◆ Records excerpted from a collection
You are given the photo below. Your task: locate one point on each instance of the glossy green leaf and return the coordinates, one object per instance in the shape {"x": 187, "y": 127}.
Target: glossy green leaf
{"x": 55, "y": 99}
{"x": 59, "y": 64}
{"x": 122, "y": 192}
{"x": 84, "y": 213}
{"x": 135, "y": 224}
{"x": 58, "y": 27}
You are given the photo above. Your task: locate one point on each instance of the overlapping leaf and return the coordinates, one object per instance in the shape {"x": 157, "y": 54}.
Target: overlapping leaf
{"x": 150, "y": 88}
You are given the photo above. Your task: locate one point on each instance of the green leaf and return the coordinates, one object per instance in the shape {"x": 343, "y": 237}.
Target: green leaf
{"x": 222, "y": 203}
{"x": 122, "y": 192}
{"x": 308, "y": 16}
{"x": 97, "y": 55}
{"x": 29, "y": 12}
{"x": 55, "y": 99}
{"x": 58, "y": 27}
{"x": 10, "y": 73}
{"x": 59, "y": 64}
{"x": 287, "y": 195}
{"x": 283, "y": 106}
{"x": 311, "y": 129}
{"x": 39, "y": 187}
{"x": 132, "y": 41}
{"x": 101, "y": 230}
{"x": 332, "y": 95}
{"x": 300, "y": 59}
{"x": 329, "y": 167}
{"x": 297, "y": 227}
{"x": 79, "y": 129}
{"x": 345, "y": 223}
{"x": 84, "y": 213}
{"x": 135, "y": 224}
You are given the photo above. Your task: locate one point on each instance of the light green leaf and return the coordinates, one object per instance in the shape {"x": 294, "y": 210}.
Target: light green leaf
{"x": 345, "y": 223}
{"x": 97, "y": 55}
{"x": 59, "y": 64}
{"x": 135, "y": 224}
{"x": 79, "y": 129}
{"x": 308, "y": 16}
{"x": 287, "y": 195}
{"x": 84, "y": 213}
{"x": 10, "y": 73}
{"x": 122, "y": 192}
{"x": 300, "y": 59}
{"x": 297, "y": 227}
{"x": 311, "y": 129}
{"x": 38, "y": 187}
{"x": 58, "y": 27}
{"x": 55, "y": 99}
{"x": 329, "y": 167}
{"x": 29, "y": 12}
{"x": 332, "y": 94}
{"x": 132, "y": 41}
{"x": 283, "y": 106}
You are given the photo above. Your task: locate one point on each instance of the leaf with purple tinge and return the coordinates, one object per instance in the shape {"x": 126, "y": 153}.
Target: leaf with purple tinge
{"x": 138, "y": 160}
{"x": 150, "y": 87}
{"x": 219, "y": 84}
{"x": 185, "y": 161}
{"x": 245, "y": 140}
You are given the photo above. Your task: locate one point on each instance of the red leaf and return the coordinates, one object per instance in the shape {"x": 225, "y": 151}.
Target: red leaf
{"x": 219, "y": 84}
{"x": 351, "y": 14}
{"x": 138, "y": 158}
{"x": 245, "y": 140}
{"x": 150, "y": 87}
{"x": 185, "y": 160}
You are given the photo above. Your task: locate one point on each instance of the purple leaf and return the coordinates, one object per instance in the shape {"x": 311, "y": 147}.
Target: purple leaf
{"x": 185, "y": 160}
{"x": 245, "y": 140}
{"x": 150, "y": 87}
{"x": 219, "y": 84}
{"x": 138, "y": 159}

◆ Problem statement
Copy out the full set of records precisely, leaving nothing out.

◆ Reply to the task
You are given the photo below. Your task: locate one point on each instance of the glossy green leaf and return the coordinates, one object per instance in the shape {"x": 187, "y": 127}.
Target: glossy green leaf
{"x": 55, "y": 99}
{"x": 59, "y": 64}
{"x": 122, "y": 192}
{"x": 84, "y": 213}
{"x": 135, "y": 224}
{"x": 58, "y": 27}
You are given the photo above. Your task: locate one point on each instance of the overlapping leaf and return the coordinates, one object per instance in the shape {"x": 157, "y": 54}.
Target: overlapping leaf
{"x": 150, "y": 88}
You are given the photo above. Your task: locate one point on each instance of the green leaf and return the coordinates, one object per instance in the shape {"x": 343, "y": 237}.
Target: green leaf
{"x": 222, "y": 203}
{"x": 122, "y": 192}
{"x": 308, "y": 16}
{"x": 97, "y": 55}
{"x": 29, "y": 12}
{"x": 55, "y": 99}
{"x": 58, "y": 27}
{"x": 10, "y": 73}
{"x": 59, "y": 64}
{"x": 287, "y": 195}
{"x": 283, "y": 106}
{"x": 311, "y": 129}
{"x": 39, "y": 187}
{"x": 132, "y": 41}
{"x": 101, "y": 230}
{"x": 332, "y": 95}
{"x": 300, "y": 59}
{"x": 329, "y": 167}
{"x": 297, "y": 227}
{"x": 79, "y": 129}
{"x": 345, "y": 223}
{"x": 84, "y": 213}
{"x": 135, "y": 224}
You are given the photo above. Your task: locate one point on each instance of the light green leaf and return the coordinates, one object per instance in the shape {"x": 294, "y": 210}.
Target: light green leaf
{"x": 345, "y": 223}
{"x": 97, "y": 55}
{"x": 59, "y": 64}
{"x": 135, "y": 224}
{"x": 79, "y": 129}
{"x": 308, "y": 16}
{"x": 287, "y": 195}
{"x": 84, "y": 213}
{"x": 10, "y": 73}
{"x": 122, "y": 192}
{"x": 300, "y": 59}
{"x": 297, "y": 227}
{"x": 311, "y": 129}
{"x": 38, "y": 187}
{"x": 58, "y": 27}
{"x": 55, "y": 99}
{"x": 329, "y": 167}
{"x": 29, "y": 12}
{"x": 332, "y": 94}
{"x": 132, "y": 41}
{"x": 283, "y": 106}
You are given the photo above. Your task: locate one point on each instance of the leaf with purple tinge and return the coordinates, one object per instance in the shape {"x": 126, "y": 153}.
Target: leaf with purple tinge
{"x": 138, "y": 160}
{"x": 150, "y": 87}
{"x": 219, "y": 84}
{"x": 185, "y": 161}
{"x": 245, "y": 140}
You are given the photo above. Your task: locate one point on each instance of the red leaf and return the coordinates, one object per instance in the shape {"x": 225, "y": 151}.
Target: red leaf
{"x": 219, "y": 84}
{"x": 351, "y": 14}
{"x": 138, "y": 158}
{"x": 245, "y": 140}
{"x": 150, "y": 87}
{"x": 185, "y": 160}
You are given the photo above. Your task: locate one point on each instance of the purple leaf and return the coordinates, one object per instance in the shape {"x": 311, "y": 147}.
Target: purple leaf
{"x": 185, "y": 160}
{"x": 245, "y": 140}
{"x": 150, "y": 87}
{"x": 219, "y": 84}
{"x": 138, "y": 159}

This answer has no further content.